Given problem> Quote every line of the records below verbatim, changing nothing.

Position identification records>
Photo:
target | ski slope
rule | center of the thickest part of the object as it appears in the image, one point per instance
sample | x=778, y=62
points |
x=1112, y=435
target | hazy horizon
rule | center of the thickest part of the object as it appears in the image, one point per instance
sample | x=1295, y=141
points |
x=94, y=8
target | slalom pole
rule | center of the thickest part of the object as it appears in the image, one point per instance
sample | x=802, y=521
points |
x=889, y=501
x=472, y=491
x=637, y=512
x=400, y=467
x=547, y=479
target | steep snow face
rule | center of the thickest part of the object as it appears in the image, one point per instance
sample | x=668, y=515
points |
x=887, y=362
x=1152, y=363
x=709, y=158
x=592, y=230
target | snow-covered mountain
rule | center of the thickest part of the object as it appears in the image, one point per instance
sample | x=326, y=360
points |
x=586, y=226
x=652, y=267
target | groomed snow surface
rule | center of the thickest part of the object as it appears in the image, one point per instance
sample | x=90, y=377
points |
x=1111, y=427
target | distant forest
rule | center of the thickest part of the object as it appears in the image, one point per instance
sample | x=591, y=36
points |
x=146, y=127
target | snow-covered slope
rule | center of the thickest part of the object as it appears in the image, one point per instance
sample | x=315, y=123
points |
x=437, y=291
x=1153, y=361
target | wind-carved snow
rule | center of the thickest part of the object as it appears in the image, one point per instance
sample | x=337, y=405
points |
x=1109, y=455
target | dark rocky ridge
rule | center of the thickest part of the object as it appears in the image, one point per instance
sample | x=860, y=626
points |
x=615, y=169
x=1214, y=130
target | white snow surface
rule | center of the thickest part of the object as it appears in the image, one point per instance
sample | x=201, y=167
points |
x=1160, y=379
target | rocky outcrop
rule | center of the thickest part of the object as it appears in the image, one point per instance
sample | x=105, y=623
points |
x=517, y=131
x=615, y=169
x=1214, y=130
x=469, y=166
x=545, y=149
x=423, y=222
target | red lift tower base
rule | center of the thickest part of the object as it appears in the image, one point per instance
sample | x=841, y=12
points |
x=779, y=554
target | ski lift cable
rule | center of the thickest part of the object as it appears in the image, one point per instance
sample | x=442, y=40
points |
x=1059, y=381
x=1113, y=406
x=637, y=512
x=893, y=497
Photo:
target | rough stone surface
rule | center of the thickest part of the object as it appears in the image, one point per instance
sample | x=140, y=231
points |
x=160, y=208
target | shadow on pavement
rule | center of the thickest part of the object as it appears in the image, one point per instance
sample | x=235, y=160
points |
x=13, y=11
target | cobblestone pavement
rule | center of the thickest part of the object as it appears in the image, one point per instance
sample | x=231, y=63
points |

Output below>
Photo:
target | ski slope
rule | center of the thickest part of the object as it appears in the image, one point per instance
sample | x=778, y=62
points |
x=1112, y=435
target | hazy horizon
rule | center of the thickest part of the object as it appears in the image, one point per instance
sample | x=1295, y=141
points |
x=94, y=8
target | slalom pole
rule | center of the thickest part of the object as it appears in the image, one point per instance
sample | x=802, y=521
points |
x=889, y=501
x=472, y=491
x=637, y=512
x=400, y=467
x=547, y=479
target | steep snow face
rule | center of the thickest part of the object as it appears in the image, one point per instance
sample | x=668, y=515
points |
x=887, y=362
x=1152, y=363
x=709, y=158
x=592, y=230
target | snow-covered mountain
rule | center of the thickest part of the object as it appears in the image, one point per instance
sample | x=326, y=360
points |
x=586, y=226
x=652, y=267
target | groomed snow surface
rule | center of the thickest part of the object as it appears in the image, one point per instance
sample | x=90, y=377
points |
x=1111, y=427
target | distant forest
rule | center of the thickest part of the object as it appears in the image, one point per instance
sample | x=591, y=36
points |
x=146, y=127
target | snow-covered slope
rule | center of the thickest part of the object as it appears in the image, one point per instance
sample | x=315, y=123
points |
x=437, y=291
x=1153, y=361
target | wind-carved snow
rule | center of the thickest part of the object as it appears in the image, one point per instance
sample | x=337, y=405
points |
x=1109, y=455
target | dark rocky ridge
rule | center of the thickest part of the object as it appears in the image, one point per instance
sample | x=860, y=626
points |
x=615, y=169
x=1214, y=130
target | white snow surface
rule | center of the thickest part of the object as it appears in the image, one point per instance
sample | x=201, y=167
points |
x=1160, y=379
target | rocky outcrop
rule | center of the thickest part of the object as it appears in the image, one point per instance
sample | x=105, y=623
points |
x=517, y=131
x=615, y=169
x=1214, y=130
x=469, y=166
x=545, y=149
x=423, y=222
target | red lift tower base
rule | center of the thickest part of the object as it appears in the image, one point per instance
sample | x=841, y=12
points |
x=779, y=554
target | ski lift cable
rule | center of the thickest part of the object as it appears in the image, one point per instance
sample | x=442, y=40
points |
x=1059, y=381
x=1113, y=406
x=637, y=512
x=893, y=497
Photo:
target | rough stone surface
rule | center of the thickest part of the object as it appears in the image, one point per instance
sample | x=140, y=231
points |
x=160, y=208
target | shadow on pavement
rule | center of the thickest part of the object as it appears in the image, one point per instance
sample | x=235, y=160
points |
x=13, y=11
target | cobblestone pavement
rule | center of the thickest part of the object as it appears in the image, one point per instance
sample | x=231, y=63
points |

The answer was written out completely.